## Exercise aim
Take from the data every line in which the word "below" is found.

## Data shown
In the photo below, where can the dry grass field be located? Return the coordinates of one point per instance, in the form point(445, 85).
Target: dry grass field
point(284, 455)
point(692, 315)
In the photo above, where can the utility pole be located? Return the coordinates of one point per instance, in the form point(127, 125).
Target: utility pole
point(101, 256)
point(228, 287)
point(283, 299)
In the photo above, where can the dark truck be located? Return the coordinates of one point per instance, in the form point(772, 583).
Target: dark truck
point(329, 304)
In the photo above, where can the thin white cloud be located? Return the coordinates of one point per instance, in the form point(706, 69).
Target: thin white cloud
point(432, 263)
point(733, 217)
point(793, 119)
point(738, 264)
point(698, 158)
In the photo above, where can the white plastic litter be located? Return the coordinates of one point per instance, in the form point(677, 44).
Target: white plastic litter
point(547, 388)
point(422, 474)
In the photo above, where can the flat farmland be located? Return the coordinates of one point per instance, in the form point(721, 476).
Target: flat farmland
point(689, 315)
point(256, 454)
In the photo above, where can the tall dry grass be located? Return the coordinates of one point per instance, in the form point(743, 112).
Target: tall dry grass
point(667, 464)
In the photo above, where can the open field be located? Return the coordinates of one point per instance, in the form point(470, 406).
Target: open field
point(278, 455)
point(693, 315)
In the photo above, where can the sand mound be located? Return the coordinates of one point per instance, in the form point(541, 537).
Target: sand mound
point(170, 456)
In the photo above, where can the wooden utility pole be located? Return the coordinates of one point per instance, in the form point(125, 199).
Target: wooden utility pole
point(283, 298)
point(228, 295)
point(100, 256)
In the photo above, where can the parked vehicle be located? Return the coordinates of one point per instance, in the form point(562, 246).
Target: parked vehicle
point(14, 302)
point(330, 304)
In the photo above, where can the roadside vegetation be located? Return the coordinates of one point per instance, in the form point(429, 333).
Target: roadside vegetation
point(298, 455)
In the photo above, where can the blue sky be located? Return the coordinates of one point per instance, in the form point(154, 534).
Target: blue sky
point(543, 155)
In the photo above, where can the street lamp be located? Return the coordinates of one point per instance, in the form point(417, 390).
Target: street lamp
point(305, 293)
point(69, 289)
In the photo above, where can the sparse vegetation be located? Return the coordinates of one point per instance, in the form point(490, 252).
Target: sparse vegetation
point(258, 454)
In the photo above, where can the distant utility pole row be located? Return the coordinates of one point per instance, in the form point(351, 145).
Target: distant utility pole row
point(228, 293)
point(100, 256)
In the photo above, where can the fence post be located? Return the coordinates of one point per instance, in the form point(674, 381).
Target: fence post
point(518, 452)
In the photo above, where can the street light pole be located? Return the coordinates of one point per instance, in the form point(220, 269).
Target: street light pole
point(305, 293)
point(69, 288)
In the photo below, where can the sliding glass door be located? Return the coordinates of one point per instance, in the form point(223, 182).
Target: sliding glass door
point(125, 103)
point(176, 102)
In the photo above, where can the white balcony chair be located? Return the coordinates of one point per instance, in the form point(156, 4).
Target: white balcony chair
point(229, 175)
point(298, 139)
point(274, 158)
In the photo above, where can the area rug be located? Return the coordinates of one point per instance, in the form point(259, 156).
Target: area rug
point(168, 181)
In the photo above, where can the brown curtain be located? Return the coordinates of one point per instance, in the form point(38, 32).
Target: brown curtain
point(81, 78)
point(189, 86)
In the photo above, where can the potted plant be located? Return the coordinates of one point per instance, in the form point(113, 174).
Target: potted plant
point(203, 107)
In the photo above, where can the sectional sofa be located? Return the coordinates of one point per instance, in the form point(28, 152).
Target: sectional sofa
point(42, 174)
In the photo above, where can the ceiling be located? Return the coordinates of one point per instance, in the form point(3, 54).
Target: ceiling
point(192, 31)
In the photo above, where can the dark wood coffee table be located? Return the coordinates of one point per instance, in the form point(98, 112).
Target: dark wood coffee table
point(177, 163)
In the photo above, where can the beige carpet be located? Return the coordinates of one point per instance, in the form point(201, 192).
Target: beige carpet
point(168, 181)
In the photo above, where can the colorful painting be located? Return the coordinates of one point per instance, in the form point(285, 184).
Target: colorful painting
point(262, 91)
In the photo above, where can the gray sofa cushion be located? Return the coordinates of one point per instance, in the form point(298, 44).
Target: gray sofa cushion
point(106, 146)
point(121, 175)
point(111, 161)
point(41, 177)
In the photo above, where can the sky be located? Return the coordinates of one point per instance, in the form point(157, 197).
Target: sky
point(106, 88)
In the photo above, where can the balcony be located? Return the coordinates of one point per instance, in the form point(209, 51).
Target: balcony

## Solution to this task
In the photo below, where can the dry grass field be located? Return the coordinates of one point per instance, in the form point(445, 85).
In the photo below, where can the sliding glass door be located? Return the coordinates of one point per instance, in the form point(223, 182).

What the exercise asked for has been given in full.